Write out the following listing's lines from the one with "Place one point per instance of the yellow highlighted" to the one with "Place one point per instance of the white wall, the", exactly, with both included and no others.

### DATA RECORDS
========================================

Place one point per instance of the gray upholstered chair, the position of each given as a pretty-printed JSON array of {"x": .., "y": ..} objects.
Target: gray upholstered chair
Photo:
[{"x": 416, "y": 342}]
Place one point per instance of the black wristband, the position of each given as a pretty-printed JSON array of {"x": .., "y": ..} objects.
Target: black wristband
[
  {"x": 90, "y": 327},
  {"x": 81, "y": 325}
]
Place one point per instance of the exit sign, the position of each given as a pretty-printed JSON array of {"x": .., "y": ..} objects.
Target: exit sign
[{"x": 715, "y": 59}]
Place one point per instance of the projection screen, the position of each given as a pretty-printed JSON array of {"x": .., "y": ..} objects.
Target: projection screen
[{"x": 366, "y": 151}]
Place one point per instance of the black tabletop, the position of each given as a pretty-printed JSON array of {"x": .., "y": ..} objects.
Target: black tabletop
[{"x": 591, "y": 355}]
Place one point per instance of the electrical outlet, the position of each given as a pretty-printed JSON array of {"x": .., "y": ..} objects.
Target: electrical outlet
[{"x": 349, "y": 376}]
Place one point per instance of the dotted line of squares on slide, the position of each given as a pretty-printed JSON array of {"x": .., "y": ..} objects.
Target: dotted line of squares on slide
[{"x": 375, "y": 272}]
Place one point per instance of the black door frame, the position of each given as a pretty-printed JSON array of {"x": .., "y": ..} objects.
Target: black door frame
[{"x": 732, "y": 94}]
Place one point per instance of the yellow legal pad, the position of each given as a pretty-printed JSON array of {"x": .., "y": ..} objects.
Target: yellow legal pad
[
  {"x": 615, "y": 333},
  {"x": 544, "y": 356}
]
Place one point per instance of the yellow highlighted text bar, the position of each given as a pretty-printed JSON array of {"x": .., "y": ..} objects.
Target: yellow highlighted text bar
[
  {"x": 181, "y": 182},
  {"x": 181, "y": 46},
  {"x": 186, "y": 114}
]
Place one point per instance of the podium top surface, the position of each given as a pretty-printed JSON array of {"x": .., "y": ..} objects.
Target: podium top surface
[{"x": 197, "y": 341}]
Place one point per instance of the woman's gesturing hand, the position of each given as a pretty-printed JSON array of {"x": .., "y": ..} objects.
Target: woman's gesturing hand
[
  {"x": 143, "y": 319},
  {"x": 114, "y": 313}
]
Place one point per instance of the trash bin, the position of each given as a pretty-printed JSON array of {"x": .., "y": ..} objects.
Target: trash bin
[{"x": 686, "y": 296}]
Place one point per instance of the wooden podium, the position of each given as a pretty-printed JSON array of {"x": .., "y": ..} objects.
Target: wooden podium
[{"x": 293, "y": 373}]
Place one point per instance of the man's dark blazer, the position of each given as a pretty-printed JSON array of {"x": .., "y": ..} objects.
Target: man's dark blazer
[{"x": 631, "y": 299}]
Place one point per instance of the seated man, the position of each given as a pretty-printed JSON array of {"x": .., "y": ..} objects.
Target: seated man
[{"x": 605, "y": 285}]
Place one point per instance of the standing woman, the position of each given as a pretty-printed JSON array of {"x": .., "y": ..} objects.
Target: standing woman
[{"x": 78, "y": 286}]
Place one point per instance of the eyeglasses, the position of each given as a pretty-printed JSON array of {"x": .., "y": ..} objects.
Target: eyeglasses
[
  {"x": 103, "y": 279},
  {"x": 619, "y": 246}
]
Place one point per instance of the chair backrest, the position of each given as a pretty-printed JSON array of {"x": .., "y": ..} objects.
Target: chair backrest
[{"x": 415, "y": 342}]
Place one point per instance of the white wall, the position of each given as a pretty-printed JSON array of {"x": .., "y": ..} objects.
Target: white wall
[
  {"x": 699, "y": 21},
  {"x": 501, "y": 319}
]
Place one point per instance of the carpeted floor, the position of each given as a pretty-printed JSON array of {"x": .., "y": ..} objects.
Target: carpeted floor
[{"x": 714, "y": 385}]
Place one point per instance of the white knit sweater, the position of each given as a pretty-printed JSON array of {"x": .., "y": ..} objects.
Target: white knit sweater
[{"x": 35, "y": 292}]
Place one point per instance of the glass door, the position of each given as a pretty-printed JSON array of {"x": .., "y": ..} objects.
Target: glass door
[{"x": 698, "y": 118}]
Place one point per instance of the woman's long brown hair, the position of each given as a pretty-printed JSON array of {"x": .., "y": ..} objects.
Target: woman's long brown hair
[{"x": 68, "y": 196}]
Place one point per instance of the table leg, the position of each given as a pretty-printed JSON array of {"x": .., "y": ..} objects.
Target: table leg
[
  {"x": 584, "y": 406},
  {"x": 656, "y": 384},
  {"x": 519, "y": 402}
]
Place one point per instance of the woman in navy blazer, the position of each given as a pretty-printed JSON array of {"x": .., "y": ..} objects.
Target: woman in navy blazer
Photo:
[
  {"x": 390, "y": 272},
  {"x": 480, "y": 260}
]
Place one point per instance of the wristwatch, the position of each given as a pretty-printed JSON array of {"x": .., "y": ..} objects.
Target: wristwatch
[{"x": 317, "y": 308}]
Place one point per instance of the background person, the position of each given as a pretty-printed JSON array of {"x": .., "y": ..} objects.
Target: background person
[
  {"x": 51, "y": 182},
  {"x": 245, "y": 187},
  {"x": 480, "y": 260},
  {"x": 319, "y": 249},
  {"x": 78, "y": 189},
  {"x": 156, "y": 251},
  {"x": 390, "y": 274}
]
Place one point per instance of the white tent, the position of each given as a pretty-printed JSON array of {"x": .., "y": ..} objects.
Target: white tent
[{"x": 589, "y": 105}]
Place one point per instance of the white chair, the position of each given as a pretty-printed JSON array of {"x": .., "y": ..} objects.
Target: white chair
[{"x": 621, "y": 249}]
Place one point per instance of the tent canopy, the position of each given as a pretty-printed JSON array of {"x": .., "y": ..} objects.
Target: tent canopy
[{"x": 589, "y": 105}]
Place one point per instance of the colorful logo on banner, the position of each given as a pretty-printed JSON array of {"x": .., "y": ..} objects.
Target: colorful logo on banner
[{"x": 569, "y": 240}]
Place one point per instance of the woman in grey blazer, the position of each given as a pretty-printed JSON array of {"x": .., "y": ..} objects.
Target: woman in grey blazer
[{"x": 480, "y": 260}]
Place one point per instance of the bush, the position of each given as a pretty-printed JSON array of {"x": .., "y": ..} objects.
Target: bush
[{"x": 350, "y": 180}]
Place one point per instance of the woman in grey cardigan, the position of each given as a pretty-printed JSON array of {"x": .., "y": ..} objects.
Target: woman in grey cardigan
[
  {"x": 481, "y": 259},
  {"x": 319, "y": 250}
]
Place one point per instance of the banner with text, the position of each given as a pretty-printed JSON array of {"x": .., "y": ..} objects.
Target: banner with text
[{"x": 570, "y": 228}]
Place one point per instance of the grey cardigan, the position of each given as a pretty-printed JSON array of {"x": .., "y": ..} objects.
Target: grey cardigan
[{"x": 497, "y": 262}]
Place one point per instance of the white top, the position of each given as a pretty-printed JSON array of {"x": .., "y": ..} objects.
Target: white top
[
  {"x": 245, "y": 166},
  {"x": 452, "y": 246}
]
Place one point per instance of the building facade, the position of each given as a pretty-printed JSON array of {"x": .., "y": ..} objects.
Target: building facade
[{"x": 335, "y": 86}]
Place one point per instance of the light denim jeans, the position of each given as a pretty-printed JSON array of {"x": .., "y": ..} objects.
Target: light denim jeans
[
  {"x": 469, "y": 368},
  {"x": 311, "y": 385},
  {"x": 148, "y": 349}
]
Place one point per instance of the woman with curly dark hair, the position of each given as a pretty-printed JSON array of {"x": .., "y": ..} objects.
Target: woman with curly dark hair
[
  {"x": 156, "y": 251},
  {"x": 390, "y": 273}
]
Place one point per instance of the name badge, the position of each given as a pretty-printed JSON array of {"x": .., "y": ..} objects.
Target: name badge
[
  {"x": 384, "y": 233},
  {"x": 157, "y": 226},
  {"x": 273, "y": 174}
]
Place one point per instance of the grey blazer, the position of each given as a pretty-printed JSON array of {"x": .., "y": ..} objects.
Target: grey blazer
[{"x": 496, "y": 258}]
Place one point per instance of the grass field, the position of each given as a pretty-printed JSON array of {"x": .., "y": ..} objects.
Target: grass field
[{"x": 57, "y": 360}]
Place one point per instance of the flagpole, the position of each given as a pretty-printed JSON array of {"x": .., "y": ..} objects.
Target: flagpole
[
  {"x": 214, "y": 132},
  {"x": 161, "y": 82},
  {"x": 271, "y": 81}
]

========================================

### RESPONSE BELOW
Place one point per instance of the yellow highlighted text bar, the position of each given as a pretty-printed JSON array of {"x": .., "y": ..} objects.
Target: yellow highlighted text bar
[
  {"x": 181, "y": 182},
  {"x": 181, "y": 46},
  {"x": 186, "y": 114}
]
Place one point per instance of the podium top surface, the position of each given as a pretty-printed JSON array of {"x": .., "y": ..} objects.
Target: podium top surface
[{"x": 197, "y": 341}]
Place one point per instance of the woman's gesturing hand, the position of each given as a pretty-printed JSON array of {"x": .., "y": ..} objects.
Target: woman's gesturing hand
[
  {"x": 143, "y": 319},
  {"x": 114, "y": 313}
]
Place one point per instance of the trash bin, the position of each given as a pretty-printed JSON array of {"x": .., "y": ..} objects.
Target: trash bin
[{"x": 686, "y": 296}]
Place one point per instance of the wooden podium, the position of each given as a pretty-printed JSON array of {"x": .., "y": ..} objects.
Target: wooden podium
[{"x": 293, "y": 373}]
Place one point per instance of the man's dark blazer, the position of each given as a pretty-printed JSON array of {"x": .., "y": ..} objects.
Target: man's dark blazer
[{"x": 631, "y": 299}]
Place one point per instance of the seated man, the position of each given as a pretty-printed JSON array of {"x": .., "y": ..} objects.
Target: seated man
[{"x": 605, "y": 285}]
Place one point per instance of the standing woman, the position of each given as a pretty-printed JSON array of {"x": .., "y": ..} objects.
Target: standing woman
[{"x": 78, "y": 286}]
Place one point per instance of the eyeglasses, the position of each given as a pretty-printed JSON array of {"x": .., "y": ..} objects.
Target: eyeglasses
[
  {"x": 103, "y": 279},
  {"x": 619, "y": 246}
]
Place one point per instance of the chair backrest, the position of each given as a pretty-printed JSON array of {"x": .., "y": ..} objects.
Target: chair backrest
[{"x": 415, "y": 342}]
Place one point per instance of the white wall, the position of each given as a pretty-printed JSON array of {"x": .., "y": ..} objects.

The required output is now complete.